__Work to complete__
Only the lines from the line holding "the blue dress" to the last line should be output, each exactly as given.

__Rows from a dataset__
···

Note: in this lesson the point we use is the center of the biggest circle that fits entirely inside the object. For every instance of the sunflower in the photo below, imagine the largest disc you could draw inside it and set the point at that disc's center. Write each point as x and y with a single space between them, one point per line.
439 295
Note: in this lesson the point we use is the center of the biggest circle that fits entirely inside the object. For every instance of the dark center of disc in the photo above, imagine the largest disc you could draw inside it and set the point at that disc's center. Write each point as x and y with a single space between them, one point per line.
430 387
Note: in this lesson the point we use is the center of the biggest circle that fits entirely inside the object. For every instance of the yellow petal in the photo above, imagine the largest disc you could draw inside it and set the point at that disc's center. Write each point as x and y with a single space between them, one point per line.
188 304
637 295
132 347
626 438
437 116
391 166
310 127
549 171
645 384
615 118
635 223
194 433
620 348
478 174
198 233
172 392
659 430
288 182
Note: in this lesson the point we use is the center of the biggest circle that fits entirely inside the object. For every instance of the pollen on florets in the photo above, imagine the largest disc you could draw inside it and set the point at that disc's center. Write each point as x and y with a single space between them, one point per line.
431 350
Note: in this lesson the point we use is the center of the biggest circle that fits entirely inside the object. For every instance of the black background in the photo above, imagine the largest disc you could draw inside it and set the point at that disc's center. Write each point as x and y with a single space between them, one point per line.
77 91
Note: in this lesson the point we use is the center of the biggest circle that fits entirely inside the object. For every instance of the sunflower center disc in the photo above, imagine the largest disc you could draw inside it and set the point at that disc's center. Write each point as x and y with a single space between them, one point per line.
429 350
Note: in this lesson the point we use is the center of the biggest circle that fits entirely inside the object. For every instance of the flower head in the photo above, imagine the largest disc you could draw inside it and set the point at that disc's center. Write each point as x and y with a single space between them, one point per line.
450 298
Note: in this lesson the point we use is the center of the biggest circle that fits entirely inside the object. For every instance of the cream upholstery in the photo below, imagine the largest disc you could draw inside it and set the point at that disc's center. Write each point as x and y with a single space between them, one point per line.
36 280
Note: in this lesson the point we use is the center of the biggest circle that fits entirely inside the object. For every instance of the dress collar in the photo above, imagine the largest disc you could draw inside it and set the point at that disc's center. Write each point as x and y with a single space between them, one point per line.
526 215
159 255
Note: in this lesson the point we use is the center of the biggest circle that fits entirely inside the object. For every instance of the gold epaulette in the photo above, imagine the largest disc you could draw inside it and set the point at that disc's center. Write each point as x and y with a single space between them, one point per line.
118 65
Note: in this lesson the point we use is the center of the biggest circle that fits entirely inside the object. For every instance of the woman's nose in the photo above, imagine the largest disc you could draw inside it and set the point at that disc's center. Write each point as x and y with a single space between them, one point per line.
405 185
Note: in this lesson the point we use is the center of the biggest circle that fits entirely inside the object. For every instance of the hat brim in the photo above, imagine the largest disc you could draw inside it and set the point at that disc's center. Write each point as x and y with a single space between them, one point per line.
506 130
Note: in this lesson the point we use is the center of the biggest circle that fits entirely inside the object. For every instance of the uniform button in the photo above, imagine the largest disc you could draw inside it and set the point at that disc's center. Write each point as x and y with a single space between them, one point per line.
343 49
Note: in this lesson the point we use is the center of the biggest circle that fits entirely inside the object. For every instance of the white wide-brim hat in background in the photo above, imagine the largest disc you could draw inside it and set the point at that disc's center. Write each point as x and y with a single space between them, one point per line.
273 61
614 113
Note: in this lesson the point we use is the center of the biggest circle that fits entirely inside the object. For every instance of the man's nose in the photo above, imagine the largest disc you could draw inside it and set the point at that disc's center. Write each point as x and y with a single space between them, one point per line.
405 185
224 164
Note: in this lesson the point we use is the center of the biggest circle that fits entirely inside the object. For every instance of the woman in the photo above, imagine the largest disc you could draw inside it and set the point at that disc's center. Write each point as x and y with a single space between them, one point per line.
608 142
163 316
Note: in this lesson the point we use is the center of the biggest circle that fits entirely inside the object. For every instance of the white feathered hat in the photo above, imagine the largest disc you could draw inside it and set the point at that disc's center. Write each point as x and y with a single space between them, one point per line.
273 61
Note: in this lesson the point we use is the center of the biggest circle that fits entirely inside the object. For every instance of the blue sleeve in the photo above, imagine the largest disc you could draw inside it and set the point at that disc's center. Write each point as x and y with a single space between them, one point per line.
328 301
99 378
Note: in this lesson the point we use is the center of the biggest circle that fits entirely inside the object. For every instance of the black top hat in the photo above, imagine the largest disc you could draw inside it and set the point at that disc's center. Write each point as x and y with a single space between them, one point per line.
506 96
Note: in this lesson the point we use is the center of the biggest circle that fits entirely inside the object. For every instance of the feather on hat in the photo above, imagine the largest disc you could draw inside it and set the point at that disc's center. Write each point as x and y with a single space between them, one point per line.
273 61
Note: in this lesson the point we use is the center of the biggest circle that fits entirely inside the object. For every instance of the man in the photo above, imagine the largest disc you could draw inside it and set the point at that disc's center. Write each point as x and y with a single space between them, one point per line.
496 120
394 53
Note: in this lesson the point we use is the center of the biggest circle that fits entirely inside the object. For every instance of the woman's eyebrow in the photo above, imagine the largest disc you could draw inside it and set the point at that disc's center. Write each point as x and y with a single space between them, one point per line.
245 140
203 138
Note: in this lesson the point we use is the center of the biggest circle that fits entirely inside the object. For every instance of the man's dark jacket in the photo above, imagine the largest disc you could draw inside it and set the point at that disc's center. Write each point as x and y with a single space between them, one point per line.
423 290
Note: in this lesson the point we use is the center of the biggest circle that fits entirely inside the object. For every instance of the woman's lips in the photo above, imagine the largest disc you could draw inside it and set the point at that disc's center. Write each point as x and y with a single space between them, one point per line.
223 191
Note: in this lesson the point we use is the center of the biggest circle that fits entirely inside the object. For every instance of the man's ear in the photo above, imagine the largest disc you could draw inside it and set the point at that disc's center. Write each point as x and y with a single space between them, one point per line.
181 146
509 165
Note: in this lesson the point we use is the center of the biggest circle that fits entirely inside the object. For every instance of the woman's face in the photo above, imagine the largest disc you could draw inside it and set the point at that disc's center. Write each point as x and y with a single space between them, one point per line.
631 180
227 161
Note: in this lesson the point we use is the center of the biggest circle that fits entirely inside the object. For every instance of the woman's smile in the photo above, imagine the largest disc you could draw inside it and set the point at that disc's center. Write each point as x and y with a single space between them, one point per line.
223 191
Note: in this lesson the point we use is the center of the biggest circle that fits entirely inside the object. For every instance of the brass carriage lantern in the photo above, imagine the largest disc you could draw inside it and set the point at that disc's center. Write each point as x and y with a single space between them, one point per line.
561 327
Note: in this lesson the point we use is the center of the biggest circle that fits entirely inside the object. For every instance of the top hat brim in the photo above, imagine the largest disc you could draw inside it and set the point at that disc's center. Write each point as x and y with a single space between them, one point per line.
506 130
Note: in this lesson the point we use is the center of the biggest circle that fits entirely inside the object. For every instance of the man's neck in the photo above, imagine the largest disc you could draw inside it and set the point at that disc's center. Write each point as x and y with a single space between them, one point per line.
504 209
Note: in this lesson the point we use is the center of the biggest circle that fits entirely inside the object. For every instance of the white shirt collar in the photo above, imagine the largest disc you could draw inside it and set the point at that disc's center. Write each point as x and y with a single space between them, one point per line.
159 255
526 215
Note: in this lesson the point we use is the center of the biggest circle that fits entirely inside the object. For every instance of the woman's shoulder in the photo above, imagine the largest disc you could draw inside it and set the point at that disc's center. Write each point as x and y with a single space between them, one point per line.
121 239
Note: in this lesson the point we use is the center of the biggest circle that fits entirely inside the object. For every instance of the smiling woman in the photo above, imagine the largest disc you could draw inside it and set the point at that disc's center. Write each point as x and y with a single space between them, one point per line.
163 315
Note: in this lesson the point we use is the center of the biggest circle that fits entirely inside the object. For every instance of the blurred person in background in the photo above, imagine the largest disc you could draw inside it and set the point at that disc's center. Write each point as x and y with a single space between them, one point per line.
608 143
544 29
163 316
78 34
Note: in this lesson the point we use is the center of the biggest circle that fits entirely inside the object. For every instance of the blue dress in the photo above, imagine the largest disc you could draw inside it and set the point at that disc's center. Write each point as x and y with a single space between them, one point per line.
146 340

···

__Solution to this task__
Note: in this lesson the point we use is the center of the biggest circle that fits entirely inside the object. For every instance of the blue dress in the photo above, imagine the largest disc you could draw inside it and set the point at that disc's center. Write each point as x and y with a single space between them, one point per line.
146 340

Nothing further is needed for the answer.